What you need to do ▸ Nothing but the line with "Practice step: identify the mud" and the lines after it, through the end of the records below, is to be repeated, exactly as it is.

Raw records ▸

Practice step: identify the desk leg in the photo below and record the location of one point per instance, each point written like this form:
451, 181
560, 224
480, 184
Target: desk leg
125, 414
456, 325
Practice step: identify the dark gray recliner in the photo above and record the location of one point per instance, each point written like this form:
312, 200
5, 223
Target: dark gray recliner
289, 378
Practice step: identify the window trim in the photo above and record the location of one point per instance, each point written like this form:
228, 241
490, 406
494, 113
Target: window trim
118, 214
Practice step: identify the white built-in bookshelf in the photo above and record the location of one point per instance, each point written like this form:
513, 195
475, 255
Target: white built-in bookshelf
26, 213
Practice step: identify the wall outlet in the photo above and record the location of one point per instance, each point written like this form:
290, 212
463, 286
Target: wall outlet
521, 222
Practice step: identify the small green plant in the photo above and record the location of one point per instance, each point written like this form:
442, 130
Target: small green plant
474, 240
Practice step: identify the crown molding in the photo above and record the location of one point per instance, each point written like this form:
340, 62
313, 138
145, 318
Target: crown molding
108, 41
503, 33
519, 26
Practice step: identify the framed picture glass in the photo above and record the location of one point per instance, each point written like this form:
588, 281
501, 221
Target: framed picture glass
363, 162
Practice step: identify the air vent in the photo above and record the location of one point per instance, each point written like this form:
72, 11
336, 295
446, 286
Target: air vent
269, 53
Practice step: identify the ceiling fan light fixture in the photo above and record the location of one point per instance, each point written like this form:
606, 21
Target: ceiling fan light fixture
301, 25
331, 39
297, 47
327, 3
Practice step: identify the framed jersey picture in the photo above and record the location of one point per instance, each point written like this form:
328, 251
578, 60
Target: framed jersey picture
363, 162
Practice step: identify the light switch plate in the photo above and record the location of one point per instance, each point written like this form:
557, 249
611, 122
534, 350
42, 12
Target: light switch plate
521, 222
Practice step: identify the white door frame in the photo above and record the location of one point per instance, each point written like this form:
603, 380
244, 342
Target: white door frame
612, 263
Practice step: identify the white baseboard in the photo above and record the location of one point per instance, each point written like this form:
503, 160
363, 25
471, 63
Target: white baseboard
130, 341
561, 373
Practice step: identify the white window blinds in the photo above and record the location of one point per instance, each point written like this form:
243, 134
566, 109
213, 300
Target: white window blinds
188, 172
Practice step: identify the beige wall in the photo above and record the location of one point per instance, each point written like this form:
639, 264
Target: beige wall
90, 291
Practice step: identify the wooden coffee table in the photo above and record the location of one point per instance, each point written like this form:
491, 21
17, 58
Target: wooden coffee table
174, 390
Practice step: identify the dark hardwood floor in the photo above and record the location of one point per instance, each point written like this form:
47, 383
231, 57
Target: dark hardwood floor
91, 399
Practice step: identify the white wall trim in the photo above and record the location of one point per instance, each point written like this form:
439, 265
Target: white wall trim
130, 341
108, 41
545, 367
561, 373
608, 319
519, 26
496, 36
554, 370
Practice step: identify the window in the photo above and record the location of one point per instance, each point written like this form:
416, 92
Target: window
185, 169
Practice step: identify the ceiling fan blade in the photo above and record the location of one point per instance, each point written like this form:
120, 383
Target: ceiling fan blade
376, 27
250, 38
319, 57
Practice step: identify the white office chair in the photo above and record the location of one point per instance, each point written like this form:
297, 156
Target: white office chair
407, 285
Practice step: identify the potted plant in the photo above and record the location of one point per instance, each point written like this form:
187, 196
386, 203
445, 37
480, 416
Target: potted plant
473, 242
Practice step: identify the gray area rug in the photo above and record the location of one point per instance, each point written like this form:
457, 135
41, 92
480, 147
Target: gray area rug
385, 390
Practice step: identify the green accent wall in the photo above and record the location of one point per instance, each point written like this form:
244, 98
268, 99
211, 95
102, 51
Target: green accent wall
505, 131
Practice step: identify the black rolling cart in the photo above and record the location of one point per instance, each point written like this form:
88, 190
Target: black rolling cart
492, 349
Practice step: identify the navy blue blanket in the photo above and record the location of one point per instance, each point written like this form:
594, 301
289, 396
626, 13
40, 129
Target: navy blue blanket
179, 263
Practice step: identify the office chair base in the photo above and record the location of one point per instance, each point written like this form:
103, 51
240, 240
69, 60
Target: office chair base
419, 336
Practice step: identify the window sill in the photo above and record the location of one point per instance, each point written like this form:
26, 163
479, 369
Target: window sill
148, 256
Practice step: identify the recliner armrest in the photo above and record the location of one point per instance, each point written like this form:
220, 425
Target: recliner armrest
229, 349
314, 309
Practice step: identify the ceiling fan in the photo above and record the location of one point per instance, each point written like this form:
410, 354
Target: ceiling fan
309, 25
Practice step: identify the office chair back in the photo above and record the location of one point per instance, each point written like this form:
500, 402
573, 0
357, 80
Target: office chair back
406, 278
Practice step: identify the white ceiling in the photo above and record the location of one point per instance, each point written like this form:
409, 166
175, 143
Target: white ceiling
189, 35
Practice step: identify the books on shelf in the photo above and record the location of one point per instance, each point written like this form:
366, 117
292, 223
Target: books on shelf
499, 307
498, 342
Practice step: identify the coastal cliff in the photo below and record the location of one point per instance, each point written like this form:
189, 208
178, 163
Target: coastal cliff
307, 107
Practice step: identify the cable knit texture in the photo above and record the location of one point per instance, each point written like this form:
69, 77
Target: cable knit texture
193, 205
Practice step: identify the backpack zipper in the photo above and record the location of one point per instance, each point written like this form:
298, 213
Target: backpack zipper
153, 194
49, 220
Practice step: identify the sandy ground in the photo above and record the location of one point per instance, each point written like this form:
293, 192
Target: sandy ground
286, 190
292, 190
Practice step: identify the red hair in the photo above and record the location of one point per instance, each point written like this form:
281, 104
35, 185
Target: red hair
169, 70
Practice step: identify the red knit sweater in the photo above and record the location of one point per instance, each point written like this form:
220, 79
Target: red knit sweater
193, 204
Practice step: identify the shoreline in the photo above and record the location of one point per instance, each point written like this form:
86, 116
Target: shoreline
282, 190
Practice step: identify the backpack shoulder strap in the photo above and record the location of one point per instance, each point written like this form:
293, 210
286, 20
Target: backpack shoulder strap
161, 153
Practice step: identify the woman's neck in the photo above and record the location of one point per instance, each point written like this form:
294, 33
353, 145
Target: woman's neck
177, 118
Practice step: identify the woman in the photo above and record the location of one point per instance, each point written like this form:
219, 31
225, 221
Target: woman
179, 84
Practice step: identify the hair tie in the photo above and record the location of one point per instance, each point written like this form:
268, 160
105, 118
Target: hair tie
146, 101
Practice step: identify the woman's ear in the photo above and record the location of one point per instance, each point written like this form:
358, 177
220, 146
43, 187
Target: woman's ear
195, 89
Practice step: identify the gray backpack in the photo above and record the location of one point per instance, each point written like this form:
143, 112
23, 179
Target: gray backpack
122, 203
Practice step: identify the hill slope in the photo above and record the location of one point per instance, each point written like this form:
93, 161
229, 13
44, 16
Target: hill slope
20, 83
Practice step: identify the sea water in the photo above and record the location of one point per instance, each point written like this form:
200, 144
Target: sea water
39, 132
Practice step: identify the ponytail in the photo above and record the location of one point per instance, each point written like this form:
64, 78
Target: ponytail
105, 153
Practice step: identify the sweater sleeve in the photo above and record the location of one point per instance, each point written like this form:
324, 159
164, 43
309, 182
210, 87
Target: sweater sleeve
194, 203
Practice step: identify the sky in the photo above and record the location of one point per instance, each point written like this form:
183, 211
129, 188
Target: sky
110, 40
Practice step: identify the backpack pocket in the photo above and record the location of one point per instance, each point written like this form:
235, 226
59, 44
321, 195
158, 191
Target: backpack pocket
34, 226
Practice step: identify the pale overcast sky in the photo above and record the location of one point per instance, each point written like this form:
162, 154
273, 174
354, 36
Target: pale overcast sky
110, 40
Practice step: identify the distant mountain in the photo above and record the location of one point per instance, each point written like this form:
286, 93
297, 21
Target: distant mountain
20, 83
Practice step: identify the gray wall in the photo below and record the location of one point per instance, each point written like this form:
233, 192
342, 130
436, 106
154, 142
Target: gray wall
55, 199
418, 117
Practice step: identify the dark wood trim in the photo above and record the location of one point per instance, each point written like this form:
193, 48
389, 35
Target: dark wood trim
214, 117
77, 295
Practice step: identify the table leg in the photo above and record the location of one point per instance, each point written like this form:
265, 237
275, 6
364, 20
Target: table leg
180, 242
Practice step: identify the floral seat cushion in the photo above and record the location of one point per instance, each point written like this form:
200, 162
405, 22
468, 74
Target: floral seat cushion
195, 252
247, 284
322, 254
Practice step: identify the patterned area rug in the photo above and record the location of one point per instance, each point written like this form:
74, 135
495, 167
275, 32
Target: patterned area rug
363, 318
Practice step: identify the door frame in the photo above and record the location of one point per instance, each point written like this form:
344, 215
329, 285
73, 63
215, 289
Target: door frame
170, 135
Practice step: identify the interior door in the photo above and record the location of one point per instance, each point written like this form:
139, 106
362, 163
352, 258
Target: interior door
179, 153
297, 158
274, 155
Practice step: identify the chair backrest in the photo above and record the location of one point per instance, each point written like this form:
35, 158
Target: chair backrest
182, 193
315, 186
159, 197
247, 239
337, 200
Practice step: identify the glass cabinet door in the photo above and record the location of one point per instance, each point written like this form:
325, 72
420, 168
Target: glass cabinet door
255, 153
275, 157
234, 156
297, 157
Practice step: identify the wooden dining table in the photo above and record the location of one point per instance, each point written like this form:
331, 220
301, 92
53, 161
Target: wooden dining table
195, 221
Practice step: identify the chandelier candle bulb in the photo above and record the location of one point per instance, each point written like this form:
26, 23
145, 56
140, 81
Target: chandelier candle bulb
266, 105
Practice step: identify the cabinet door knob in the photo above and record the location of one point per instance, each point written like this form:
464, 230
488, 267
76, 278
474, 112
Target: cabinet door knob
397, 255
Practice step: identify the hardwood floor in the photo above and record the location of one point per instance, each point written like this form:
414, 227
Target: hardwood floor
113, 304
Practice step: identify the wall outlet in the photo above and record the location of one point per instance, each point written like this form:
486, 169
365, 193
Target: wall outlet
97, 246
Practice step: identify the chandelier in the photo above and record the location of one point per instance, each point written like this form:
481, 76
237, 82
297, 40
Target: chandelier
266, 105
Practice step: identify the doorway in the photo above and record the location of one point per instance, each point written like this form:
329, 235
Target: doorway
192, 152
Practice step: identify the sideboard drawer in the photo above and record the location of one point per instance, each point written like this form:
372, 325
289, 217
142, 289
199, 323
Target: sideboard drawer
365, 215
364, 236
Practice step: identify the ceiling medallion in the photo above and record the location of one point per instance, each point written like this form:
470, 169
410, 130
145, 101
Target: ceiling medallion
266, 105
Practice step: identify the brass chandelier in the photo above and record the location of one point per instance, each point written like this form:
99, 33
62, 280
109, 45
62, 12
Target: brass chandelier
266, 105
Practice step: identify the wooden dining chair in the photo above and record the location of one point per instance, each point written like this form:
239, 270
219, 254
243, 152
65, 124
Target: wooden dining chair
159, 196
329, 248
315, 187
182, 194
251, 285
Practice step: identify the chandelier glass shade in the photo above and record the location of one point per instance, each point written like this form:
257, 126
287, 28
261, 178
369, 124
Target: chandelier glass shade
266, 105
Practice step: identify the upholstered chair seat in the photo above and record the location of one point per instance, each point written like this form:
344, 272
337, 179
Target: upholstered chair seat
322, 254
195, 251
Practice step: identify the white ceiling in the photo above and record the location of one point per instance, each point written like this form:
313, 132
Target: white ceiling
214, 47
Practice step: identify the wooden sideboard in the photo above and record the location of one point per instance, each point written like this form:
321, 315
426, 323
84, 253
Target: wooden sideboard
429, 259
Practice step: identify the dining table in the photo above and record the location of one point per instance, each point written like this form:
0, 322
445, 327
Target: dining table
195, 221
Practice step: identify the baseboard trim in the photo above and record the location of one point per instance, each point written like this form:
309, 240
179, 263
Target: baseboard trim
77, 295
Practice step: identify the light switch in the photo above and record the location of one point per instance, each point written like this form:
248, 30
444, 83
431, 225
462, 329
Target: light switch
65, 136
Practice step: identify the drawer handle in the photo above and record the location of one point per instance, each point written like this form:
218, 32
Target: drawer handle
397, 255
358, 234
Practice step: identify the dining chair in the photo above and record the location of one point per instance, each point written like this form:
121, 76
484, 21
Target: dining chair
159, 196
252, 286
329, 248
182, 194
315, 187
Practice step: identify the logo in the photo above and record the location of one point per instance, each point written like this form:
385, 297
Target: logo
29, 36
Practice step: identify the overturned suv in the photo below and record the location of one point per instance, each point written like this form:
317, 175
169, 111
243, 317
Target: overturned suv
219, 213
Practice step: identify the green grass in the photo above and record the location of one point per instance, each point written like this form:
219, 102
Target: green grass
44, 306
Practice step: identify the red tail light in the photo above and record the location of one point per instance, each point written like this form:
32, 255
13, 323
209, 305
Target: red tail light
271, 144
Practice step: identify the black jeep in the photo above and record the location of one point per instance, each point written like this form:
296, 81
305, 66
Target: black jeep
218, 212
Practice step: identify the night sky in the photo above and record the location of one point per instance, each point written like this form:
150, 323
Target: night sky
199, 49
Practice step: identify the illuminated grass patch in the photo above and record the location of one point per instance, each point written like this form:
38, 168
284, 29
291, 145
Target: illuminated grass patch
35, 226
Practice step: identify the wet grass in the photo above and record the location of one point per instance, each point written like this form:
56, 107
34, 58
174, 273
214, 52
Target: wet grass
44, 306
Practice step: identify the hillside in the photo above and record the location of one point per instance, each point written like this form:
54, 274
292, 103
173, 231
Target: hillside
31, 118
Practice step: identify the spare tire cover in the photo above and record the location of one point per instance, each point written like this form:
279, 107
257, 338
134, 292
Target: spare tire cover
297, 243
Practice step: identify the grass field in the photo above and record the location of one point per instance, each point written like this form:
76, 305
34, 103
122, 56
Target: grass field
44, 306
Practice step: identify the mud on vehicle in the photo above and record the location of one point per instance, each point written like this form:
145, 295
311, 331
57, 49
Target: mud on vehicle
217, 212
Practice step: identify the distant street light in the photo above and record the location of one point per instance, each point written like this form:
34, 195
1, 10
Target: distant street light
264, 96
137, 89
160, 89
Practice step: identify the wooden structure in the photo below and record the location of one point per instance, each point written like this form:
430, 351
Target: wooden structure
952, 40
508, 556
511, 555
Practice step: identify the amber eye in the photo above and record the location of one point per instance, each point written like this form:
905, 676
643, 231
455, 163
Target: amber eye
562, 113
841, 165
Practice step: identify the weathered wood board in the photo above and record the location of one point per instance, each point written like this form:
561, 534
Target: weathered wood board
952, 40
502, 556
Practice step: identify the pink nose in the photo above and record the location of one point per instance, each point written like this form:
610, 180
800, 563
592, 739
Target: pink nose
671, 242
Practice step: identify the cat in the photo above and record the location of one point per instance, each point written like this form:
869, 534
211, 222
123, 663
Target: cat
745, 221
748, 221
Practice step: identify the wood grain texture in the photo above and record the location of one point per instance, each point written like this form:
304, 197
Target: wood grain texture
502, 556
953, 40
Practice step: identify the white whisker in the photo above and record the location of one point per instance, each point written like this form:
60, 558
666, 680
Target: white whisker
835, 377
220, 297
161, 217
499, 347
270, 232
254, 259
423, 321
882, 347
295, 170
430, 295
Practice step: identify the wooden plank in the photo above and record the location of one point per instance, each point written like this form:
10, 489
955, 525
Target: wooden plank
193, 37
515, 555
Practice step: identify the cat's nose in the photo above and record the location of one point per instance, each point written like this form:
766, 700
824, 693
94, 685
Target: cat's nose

Exercise solution ▸
Practice step: identify the mud on vehicle in the photo above and record the location of one point per instance, each point written like this form:
145, 295
311, 331
57, 49
Target: mud on vehicle
217, 212
Practice step: identify the distant street light in the photo above and record the location of one point per instance, each point written like this form:
34, 195
1, 10
Target: distant street light
264, 96
137, 89
160, 89
Practice step: identify the wooden structure in the photo below and record the location of one point per instance, each point written like this form:
430, 351
Target: wooden structure
952, 40
508, 556
511, 555
Practice step: identify the amber eye in the photo above and record the location of one point per instance, each point written like this form:
905, 676
643, 231
455, 163
Target: amber eye
562, 113
841, 165
Practice step: identify the weathered wood board in the photo above and record the location of one point per instance, each point written like this form:
561, 534
Target: weathered wood board
952, 40
502, 556
Practice step: identify the pink nose in the photo above and record the location of one point per instance, each point written like this form:
610, 180
800, 563
592, 739
Target: pink nose
671, 242
Practice step: identify the cat in the photo above and record the location of one point per instance, each point written like this form:
869, 534
211, 222
123, 663
Target: cat
745, 221
748, 221
Practice step: identify the wood grain texture in the photo above and record the location of one point per instance, each point written like this form:
304, 197
Target: wood grain texture
502, 556
953, 40
Practice step: identify the white whisker in the photo above and record the location of one point per instance, each point written like this form:
60, 558
666, 680
Target: white whisker
835, 377
220, 297
161, 217
499, 347
270, 232
254, 259
423, 321
882, 347
295, 170
430, 295
Practice step: identify the wooden plank in the photo above and record the location of one point per instance, each point written like this form:
10, 489
955, 525
Target: wooden plank
193, 37
515, 555
Practice step: identify the cat's nose in the photo above and record the location of one point per instance, each point written like this form:
766, 700
824, 693
94, 685
Target: cat's nose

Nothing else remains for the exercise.